*SUPPLIED MATERIAL*

***

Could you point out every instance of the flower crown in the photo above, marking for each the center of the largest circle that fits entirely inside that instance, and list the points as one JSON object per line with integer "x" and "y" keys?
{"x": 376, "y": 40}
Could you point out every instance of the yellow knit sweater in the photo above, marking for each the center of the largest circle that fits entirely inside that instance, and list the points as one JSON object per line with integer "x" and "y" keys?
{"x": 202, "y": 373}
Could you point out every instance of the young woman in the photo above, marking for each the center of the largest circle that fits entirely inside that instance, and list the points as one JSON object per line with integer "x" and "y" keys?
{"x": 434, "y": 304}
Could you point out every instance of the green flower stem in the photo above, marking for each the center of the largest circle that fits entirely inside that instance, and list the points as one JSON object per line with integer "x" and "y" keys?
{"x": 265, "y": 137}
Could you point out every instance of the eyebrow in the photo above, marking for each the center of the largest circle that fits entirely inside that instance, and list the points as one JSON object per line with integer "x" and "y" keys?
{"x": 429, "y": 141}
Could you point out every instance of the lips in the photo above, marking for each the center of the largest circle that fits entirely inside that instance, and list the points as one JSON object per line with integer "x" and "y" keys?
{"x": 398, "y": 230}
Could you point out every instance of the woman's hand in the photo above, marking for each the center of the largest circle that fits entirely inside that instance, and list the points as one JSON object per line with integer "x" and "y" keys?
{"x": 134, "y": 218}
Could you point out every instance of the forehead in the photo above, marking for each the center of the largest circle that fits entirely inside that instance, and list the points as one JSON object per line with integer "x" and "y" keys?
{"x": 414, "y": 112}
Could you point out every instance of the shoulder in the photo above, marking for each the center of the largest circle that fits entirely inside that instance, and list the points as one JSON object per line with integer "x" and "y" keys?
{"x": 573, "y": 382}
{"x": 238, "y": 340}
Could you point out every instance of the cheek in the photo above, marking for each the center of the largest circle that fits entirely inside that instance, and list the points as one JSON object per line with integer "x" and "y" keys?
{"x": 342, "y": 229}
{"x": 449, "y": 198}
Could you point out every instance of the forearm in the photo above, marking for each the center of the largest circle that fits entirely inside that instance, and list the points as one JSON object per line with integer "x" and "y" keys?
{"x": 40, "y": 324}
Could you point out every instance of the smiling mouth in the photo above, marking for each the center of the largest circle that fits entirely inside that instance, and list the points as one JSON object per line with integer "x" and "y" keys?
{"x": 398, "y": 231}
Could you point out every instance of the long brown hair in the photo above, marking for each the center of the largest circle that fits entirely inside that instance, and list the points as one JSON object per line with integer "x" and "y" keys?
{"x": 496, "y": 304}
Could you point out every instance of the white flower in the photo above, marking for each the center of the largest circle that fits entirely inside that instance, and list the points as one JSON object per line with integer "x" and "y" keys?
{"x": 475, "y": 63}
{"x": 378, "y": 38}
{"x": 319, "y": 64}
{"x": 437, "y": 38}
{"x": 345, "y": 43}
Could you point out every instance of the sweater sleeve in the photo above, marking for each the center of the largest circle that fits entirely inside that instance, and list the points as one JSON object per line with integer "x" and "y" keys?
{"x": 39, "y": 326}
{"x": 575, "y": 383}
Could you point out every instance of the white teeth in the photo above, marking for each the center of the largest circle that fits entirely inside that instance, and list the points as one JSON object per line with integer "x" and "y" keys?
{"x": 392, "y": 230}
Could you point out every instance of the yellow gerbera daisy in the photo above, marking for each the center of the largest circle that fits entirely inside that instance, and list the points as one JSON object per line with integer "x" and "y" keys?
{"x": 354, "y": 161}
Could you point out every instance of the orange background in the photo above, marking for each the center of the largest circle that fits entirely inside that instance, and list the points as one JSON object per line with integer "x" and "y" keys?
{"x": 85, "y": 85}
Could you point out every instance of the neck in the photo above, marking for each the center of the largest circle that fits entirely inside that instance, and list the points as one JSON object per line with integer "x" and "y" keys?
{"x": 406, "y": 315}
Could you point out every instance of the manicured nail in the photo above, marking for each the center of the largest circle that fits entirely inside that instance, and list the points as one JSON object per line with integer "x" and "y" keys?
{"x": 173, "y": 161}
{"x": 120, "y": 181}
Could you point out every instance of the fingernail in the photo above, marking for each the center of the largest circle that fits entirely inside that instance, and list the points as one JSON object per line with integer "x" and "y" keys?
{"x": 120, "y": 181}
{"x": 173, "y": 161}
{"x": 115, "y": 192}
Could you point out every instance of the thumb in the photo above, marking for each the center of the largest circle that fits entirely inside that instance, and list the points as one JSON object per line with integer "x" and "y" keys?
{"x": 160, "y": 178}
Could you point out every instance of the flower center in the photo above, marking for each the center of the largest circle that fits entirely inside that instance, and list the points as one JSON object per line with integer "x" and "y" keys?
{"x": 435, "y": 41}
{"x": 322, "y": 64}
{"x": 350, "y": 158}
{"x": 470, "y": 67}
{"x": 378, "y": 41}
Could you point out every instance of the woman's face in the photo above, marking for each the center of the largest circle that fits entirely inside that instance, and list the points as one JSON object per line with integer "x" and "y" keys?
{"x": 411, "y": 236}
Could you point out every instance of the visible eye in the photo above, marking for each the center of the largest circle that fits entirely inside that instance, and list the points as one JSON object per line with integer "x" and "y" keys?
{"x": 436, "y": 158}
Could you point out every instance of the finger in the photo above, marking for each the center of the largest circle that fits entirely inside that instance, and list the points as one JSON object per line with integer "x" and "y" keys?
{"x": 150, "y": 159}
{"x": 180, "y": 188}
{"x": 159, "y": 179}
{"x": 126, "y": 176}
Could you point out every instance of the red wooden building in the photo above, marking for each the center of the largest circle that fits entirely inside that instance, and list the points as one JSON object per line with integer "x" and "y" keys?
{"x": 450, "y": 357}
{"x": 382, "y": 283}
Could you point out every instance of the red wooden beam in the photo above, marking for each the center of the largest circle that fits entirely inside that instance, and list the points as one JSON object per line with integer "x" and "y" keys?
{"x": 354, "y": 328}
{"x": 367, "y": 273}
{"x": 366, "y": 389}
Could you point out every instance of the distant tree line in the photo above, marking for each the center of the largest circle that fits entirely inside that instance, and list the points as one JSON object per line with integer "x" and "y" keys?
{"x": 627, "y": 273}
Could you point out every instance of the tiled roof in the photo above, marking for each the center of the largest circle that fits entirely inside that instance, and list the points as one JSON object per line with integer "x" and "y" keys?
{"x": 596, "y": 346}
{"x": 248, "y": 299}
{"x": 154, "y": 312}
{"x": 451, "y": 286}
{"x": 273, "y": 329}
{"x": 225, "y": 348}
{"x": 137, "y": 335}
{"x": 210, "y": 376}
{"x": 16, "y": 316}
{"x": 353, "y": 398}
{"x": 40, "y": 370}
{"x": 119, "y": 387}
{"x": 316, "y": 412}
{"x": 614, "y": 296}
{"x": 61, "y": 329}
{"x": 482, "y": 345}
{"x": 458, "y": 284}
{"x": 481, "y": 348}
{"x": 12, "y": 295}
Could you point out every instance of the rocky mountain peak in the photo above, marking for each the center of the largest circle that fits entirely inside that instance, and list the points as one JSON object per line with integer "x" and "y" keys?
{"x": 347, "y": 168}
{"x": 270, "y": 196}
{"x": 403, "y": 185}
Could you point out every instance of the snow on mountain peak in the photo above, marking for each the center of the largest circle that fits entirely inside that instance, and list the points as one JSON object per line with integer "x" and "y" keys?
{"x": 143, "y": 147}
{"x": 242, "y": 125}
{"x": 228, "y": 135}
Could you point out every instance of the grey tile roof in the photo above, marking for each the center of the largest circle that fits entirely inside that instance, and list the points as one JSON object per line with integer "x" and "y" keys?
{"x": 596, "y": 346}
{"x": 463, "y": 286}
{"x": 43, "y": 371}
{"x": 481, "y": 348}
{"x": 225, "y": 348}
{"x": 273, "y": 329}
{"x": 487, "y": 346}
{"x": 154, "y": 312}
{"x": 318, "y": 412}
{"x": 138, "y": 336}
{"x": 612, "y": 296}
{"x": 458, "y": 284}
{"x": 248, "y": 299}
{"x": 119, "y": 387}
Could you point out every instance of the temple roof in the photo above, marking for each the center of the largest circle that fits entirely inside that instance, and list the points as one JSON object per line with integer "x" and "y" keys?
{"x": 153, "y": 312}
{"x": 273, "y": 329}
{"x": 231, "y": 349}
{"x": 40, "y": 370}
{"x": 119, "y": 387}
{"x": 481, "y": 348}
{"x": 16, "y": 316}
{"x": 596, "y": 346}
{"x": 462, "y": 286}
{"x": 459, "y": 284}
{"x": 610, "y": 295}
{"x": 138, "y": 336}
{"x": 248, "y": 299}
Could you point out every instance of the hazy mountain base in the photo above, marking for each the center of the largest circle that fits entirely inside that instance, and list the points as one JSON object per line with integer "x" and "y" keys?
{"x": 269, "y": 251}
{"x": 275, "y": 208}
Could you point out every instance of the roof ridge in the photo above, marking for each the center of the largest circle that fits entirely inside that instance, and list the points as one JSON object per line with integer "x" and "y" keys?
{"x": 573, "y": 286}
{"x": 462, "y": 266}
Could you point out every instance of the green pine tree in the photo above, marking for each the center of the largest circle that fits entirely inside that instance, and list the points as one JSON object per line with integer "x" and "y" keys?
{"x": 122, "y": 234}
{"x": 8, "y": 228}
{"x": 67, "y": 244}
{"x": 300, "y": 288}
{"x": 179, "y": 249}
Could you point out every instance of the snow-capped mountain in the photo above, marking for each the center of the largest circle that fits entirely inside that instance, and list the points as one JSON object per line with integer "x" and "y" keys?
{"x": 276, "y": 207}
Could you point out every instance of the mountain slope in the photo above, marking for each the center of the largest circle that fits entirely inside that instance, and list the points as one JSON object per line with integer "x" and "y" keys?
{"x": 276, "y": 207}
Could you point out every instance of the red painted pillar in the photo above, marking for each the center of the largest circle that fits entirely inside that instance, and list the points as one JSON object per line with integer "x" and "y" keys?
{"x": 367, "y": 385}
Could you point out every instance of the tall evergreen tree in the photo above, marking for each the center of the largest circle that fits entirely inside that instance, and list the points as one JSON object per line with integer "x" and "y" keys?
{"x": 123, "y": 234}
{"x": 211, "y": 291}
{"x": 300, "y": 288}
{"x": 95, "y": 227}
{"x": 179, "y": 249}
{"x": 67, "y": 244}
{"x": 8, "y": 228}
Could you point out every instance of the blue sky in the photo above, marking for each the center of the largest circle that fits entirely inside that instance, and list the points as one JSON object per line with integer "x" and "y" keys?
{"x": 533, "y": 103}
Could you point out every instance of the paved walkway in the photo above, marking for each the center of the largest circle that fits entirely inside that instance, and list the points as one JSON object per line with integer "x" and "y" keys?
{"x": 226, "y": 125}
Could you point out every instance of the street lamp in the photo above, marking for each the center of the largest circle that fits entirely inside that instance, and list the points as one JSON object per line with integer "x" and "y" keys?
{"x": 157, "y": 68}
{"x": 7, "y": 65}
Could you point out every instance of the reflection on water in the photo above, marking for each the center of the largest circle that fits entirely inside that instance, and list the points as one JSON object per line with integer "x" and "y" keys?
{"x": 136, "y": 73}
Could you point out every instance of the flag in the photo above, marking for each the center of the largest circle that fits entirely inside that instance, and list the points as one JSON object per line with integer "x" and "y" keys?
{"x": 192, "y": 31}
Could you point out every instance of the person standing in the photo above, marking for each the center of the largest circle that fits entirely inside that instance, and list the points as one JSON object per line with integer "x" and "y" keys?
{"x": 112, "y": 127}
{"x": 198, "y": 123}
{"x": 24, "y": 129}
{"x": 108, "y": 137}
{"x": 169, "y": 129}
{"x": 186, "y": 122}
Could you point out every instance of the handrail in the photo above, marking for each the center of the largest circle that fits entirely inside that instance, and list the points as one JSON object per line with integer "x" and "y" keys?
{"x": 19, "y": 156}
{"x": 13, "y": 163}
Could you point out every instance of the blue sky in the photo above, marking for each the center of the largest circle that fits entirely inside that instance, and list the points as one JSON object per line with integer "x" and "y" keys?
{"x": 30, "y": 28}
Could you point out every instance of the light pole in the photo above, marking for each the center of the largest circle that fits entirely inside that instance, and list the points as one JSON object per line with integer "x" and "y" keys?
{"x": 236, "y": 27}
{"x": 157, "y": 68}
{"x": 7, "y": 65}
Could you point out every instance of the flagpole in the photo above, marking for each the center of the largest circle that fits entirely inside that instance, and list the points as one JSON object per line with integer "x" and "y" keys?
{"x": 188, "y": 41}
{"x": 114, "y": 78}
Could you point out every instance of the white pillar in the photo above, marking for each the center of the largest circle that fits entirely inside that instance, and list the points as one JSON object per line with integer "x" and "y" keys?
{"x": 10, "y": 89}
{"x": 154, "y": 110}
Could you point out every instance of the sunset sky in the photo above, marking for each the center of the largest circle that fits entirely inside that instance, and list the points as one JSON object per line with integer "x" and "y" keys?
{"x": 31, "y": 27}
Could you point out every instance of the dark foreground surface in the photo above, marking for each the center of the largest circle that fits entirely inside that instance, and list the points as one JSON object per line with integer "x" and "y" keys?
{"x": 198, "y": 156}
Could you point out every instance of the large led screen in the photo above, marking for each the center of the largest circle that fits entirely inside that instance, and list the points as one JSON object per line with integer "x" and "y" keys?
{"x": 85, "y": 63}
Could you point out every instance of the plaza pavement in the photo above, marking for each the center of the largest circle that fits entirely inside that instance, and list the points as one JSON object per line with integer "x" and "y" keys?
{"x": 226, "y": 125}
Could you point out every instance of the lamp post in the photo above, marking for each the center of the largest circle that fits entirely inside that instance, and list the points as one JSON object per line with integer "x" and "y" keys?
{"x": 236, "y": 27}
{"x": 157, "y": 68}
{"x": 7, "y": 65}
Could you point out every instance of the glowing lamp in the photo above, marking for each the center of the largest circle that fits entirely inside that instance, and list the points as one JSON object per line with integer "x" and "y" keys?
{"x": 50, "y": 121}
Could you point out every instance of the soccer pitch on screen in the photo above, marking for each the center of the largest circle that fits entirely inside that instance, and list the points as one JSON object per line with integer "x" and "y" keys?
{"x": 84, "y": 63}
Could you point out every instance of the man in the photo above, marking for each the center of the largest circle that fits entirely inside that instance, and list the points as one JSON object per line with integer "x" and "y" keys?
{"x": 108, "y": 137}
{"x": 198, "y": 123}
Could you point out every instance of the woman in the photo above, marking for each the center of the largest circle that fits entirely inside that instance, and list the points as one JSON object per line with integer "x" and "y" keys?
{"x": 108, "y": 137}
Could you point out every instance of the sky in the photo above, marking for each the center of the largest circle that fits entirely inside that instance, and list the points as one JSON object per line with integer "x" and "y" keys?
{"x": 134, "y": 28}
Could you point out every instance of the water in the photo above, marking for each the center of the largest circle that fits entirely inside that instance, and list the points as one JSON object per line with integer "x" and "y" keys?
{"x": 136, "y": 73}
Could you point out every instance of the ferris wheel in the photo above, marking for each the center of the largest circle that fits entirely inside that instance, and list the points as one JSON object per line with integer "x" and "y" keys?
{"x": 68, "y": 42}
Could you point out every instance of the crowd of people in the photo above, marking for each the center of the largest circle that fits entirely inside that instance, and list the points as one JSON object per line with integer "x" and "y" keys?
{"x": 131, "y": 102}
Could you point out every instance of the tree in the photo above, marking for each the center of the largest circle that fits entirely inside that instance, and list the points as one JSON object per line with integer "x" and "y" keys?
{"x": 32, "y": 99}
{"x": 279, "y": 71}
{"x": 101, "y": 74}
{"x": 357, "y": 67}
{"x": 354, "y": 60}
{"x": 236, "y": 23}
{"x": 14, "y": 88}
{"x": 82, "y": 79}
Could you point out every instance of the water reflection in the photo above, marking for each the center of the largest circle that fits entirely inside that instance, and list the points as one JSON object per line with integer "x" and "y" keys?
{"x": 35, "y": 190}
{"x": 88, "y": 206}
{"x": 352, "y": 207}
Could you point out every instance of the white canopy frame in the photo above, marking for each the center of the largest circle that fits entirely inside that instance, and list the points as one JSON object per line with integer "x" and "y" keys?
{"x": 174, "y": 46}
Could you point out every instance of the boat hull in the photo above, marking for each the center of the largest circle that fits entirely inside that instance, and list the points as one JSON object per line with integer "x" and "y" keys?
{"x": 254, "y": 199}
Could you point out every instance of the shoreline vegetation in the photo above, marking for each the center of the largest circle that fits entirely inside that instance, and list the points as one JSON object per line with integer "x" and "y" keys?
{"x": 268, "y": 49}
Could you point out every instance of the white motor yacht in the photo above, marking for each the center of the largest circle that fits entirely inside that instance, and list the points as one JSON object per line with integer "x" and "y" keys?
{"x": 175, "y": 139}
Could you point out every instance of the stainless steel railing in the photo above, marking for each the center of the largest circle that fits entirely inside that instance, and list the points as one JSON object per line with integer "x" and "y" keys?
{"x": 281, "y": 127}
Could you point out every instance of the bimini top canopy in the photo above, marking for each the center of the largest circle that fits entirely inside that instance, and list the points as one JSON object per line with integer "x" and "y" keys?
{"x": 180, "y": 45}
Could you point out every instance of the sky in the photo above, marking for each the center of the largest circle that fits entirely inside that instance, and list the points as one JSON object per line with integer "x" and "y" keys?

***

*SHORT TASK*
Go back to the data above and please quote exactly, and only, the lines from the line with "Could you point out every instance of the white motor" through its last line.

*SOLUTION TO THIS PROBLEM*
Could you point out every instance of the white motor yacht in the photo above, marking for each the center of the largest circle that fits entirely inside that instance, and list the points as one JSON object per line with integer "x" and "y" keys?
{"x": 175, "y": 139}
Could you point out every instance of the stainless steel railing in the photo above, marking for each the center of the largest circle that fits entirely inside that instance, and list the points as one JSON object per line with integer "x" and "y" keys?
{"x": 281, "y": 127}
Could you point out every instance of the bimini top canopy in the photo above, marking for each the center of the largest circle that fits entirely inside that instance, and list the points as one JSON object per line with integer "x" and "y" keys?
{"x": 180, "y": 45}
Could you point out every instance of the sky in the photo above, marking for each the center of the largest circle that fits entirely inside that instance, and list the points as one JSON object per line with integer "x" and "y" keys?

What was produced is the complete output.